I assure you I am a true friend of your family.
You can still call me if you ever need help with anything.
Don't forget about me,
I am still out here.
I genuinely care about your well being, and all those that you love.
Friendship can be the most beautiful of true love.
The trials of life will always reveal the truth.
I believe in you Summer. Don't forget. I truely (sic) believe in you.
Knowing you're out there gives me faith in the world.
Knowing that you are blessed with a child shows me that you're beauty is
blossoming into the world.
All of my heart goes out to you.
Summer Girl
Forever….........
He also wrote this email on Dec. 23, 2009, six weeks before the family's disappearance:
I love you for ever.. Happy Birthday Summer.. for ever and ever.. -Vick
To Patrick McStay, the fact that Summer had an old boyfriend contacting her via email was reason for concern.
"Well, he's got a violent background," said Patrick McStay, referring to Johansen's criminal threat conviction.
"If I'm a cop, I'm going to look at this guy seriously. I'm going to run down everything I can about him. Where was he? What was he doing? Who's he associating with? What's going on?" said Patrick McStay.
As it turns out, Johansen had moved from Big Bear Lake to San Clemente by the time the McStay family went missing.
At 1:10 a.m. on Jan. 10, 2010, deputies arrested Johansen on charges of interfering with a business and resisting a peace officer, after he refused to leave the OC Tavern, according to an Orange County jail booking record.
The OC Tavern -- located at 2369 S El Camino Real, San Clemente – is directly next door to an office building that Joseph McStay had leased to operate his fountain business, Earth Inspired Products.
At the time of Johansen's arrest, however, it appears McStay had already moved out of his office at 2377 S El Camino Real, Suite A.
Johansen gave Orange County deputies his address -- in the 200 block of Avenida Lobiero in San Clemente -- when he was booked into jail for the 2010 arrest. The address is about two miles away from the San Clemente home that Joseph and Summer McStay had rented prior to their move to Fallbrook.
The resulting misdemeanor complaint charged Johansen with one count of interfering with a business. "Defendant unlawfully refused to leave the premises of the business establishment after being requested to leave by the owner's agent," the charging document said.
Johansen pleaded guilty. He was sentenced to one year probation, given credit for three days in custody, ordered to stay away from the OC Tavern, and was required to provide a DNA sample, the court records said.
CBS News 8 has been unable to reach Vick Johansen for comment because currently he is incarcerated in the Mono County Jail in Bridgeport, Calif.

+--

**WORK TASK**
Can you restate everything from "At the time" down to "court records said." in the McStay article, changing "Orange County deputies" to "sheriff's deputies"? The records have no connection to the McStay article.

+--

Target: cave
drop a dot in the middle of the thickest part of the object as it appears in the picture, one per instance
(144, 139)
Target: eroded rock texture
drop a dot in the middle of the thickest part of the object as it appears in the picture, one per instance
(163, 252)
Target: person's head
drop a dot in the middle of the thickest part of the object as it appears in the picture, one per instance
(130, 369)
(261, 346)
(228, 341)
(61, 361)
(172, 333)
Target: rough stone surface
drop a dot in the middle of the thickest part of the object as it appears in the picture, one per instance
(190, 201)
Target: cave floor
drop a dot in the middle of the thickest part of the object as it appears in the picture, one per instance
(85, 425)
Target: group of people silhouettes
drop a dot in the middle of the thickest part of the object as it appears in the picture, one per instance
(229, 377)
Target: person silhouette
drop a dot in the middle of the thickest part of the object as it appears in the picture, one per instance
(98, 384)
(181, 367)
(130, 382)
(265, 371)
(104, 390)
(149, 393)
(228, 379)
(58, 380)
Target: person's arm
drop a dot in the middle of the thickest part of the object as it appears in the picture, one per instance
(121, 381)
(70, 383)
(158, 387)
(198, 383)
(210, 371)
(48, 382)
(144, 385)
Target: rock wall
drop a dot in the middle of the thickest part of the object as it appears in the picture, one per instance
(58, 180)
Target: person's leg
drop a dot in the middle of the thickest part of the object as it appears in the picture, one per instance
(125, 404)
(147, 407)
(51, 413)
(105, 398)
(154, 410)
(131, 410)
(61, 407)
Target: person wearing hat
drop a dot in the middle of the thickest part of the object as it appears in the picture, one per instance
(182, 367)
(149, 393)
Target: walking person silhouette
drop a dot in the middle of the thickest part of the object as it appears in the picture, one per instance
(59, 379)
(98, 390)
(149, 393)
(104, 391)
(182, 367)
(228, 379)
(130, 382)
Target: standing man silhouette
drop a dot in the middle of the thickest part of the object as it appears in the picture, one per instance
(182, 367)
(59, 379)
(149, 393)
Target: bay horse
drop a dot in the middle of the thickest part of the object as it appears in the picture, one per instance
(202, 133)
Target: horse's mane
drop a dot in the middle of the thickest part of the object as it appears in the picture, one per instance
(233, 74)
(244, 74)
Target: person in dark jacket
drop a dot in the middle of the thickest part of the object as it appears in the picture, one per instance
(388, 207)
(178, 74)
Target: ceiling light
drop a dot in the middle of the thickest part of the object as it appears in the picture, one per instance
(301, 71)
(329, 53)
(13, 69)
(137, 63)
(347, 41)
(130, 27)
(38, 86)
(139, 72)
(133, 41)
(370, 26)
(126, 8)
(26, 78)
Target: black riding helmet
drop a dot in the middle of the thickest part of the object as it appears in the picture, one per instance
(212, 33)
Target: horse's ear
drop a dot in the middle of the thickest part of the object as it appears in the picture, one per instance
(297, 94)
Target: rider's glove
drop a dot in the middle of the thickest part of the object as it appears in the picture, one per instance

+--

**TASK RESPONSE**
At the time of Johansen's arrest, however, it appears McStay had already moved out of his office at 2377 S El Camino Real, Suite A.
Johansen gave sheriff's deputies his address -- in the 200 block of Avenida Lobiero in San Clemente -- when he was booked into jail for the 2010 arrest. The address is about two miles away from the San Clemente home that Joseph and Summer McStay had rented prior to their move to Fallbrook.
The resulting misdemeanor complaint charged Johansen with one count of interfering with a business. "Defendant unlawfully refused to leave the premises of the business establishment after being requested to leave by the owner's agent," the charging document said.
Johansen pleaded guilty. He was sentenced to one year probation, given credit for three days in custody, ordered to stay away from the OC Tavern, and was required to provide a DNA sample, the court records said.